• The request: Count the lines in the records below that contain the string "cloud", and give only that number.

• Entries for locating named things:
+--
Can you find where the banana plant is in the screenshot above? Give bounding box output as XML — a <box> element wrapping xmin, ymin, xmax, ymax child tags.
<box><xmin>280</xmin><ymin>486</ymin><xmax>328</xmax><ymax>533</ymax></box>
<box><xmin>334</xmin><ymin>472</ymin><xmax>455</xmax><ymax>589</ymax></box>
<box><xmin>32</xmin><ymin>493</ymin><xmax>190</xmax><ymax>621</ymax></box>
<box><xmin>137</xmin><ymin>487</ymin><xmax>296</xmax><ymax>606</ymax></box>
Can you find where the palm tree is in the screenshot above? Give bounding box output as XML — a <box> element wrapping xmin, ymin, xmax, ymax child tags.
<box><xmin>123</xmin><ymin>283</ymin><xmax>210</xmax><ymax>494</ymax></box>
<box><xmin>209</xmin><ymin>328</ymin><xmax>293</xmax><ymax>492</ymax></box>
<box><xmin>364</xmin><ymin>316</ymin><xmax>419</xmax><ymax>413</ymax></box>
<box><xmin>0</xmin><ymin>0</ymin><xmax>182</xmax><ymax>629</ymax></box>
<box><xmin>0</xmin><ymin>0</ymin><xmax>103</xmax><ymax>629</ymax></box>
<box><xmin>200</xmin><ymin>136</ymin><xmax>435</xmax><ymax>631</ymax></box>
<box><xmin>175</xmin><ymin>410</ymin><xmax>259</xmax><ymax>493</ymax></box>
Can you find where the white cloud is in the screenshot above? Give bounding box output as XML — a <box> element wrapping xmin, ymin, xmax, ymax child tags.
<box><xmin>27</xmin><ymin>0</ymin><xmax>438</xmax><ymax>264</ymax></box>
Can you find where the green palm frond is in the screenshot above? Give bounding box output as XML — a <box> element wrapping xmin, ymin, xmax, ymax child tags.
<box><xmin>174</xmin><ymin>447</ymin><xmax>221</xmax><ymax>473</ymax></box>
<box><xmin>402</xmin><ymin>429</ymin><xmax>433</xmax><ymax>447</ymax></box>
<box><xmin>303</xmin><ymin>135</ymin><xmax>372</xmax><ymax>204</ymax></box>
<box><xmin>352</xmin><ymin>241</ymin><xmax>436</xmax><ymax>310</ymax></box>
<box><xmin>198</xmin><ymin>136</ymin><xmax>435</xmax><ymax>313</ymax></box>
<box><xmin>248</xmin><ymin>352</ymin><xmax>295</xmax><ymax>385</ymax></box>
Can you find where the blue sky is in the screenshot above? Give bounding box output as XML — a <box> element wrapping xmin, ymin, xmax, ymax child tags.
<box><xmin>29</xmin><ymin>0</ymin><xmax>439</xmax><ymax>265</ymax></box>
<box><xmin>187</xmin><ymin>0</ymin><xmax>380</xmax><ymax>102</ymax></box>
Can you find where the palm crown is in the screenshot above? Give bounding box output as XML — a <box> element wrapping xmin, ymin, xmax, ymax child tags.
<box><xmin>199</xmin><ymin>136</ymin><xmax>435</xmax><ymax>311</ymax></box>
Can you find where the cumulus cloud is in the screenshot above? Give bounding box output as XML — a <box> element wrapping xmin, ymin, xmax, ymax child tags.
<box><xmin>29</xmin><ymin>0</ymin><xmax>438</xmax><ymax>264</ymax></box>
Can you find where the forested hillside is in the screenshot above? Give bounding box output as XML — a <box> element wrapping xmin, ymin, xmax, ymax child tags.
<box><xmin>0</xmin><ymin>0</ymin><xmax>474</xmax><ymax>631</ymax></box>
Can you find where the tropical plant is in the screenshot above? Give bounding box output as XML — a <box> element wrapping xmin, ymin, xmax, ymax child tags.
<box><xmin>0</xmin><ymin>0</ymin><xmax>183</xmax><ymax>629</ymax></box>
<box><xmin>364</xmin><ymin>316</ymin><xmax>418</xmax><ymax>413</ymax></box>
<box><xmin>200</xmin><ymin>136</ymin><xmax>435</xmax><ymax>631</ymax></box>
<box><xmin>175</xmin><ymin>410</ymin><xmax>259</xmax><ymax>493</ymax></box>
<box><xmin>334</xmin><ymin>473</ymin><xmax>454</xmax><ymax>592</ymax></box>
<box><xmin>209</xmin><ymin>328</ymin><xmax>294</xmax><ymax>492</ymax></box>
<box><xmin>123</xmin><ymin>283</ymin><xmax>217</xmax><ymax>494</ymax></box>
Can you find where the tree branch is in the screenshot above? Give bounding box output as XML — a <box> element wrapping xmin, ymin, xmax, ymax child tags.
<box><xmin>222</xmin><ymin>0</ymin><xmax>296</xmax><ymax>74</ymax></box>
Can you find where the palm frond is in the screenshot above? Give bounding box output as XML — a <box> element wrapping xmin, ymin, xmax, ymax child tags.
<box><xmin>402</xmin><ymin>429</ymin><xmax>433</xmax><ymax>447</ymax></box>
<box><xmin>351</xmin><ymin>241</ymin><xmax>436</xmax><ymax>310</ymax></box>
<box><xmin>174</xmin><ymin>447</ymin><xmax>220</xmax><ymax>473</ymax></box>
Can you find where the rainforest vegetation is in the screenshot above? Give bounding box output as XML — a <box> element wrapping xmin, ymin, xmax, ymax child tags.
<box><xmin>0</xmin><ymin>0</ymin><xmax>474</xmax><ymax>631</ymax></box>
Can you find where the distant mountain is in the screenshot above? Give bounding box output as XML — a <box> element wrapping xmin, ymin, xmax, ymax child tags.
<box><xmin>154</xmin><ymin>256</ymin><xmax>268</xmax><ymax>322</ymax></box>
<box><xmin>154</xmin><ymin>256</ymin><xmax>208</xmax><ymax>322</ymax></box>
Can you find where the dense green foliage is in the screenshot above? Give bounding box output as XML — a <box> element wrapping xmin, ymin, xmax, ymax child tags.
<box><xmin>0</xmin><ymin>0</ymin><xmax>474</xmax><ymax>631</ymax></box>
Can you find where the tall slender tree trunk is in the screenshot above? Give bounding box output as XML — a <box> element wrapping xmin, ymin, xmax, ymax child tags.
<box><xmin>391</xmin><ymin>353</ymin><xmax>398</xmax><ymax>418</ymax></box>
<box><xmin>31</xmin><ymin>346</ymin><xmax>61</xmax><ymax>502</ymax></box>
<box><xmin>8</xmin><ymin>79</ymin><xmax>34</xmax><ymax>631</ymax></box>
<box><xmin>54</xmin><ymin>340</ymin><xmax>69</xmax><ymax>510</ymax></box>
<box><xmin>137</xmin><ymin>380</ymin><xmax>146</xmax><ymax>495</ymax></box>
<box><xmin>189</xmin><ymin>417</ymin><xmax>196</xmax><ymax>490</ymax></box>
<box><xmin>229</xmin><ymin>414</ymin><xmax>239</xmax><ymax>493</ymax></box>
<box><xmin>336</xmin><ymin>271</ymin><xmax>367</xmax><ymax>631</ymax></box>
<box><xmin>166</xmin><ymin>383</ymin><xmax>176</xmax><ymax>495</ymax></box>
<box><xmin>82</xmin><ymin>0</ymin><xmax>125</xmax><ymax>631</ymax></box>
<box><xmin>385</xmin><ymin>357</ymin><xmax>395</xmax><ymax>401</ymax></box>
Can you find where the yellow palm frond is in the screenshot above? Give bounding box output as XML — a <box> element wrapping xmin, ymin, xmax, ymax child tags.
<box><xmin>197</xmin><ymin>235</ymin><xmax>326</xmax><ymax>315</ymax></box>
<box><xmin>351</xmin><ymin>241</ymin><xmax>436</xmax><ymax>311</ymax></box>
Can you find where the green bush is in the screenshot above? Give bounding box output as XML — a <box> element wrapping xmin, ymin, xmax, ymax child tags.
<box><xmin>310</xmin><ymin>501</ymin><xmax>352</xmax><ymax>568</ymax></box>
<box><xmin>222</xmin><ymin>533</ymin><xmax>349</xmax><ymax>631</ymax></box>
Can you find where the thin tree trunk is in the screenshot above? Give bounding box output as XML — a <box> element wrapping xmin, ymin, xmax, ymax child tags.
+--
• Final result: 2